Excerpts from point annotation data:
☆ ☆ ☆ ☆ ☆

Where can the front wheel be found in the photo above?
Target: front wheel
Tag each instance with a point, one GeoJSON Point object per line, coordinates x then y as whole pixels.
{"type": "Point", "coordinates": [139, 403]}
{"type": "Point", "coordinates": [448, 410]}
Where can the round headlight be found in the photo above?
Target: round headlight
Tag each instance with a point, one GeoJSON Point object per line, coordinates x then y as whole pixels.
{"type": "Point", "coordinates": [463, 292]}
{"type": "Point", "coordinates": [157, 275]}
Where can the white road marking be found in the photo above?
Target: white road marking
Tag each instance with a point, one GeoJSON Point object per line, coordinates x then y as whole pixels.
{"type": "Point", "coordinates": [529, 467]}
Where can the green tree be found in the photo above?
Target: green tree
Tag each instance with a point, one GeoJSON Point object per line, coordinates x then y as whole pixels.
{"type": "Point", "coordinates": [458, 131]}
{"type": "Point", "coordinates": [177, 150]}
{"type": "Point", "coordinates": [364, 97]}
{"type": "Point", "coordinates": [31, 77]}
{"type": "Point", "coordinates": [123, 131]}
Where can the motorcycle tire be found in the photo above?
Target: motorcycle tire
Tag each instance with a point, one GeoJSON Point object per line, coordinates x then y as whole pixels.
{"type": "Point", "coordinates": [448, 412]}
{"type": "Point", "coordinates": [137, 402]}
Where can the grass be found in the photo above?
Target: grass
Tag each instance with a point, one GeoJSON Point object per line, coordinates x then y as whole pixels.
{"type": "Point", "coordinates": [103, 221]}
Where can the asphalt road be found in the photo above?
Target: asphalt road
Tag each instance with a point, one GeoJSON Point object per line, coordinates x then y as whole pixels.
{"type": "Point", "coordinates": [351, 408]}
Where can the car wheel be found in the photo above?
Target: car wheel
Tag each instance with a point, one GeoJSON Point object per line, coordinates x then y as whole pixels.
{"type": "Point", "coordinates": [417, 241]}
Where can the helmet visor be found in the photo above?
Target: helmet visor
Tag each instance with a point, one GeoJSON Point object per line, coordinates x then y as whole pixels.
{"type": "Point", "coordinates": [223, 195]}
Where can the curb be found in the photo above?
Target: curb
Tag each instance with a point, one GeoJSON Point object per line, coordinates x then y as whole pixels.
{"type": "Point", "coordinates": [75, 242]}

☆ ☆ ☆ ☆ ☆

_TASK DETAILS_.
Please output the data above verbatim, every line in its original order from first to last.

_RESPONSE_.
Where can the front wheel be found in the photo above?
Target: front wheel
Tag each instance with a point, one GeoJSON Point object per line, coordinates x then y as whole pixels.
{"type": "Point", "coordinates": [139, 403]}
{"type": "Point", "coordinates": [448, 410]}
Where can the round headlight be found in the photo above?
Target: round headlight
Tag each instance with a point, one GeoJSON Point object per line, coordinates x then y as whole pixels.
{"type": "Point", "coordinates": [463, 292]}
{"type": "Point", "coordinates": [157, 275]}
Where can the white road marking be found in the photo above?
Target: white road marking
Tag each instance with a point, one GeoJSON Point object per line, coordinates x then y as whole pixels.
{"type": "Point", "coordinates": [529, 467]}
Where can the green tree be found in the photo above?
Target: green tree
Tag each instance with a point, one GeoJSON Point object per line, coordinates x then y as whole pixels.
{"type": "Point", "coordinates": [458, 131]}
{"type": "Point", "coordinates": [177, 150]}
{"type": "Point", "coordinates": [364, 97]}
{"type": "Point", "coordinates": [31, 77]}
{"type": "Point", "coordinates": [123, 131]}
Where can the motorcycle tire be found in the photo above?
Target: motorcycle tire
Tag each instance with a point, one GeoJSON Point object per line, coordinates x then y as whole pixels.
{"type": "Point", "coordinates": [448, 412]}
{"type": "Point", "coordinates": [137, 402]}
Where can the grass be found in the photo above?
Target: grass
Tag each instance with a point, one GeoJSON Point object per line, coordinates x then y as whole pixels.
{"type": "Point", "coordinates": [103, 221]}
Where can the asphalt road be found in the photo above?
Target: asphalt road
Tag each instance with a point, one GeoJSON Point object per line, coordinates x then y as whole pixels.
{"type": "Point", "coordinates": [351, 408]}
Where can the car wheel be found in the photo above?
Target: car wheel
Tag each instance with a point, one GeoJSON Point object per line, coordinates x then y as whole pixels.
{"type": "Point", "coordinates": [417, 241]}
Where can the helmet visor be found in the photo above?
Target: helmet visor
Tag each instance with a point, one GeoJSON Point object per line, coordinates x then y as whole pixels.
{"type": "Point", "coordinates": [223, 195]}
Where can the curb be found in the photo above?
Target: curb
Tag each instance with a point, one GeoJSON Point object per line, coordinates x then y as whole pixels.
{"type": "Point", "coordinates": [75, 242]}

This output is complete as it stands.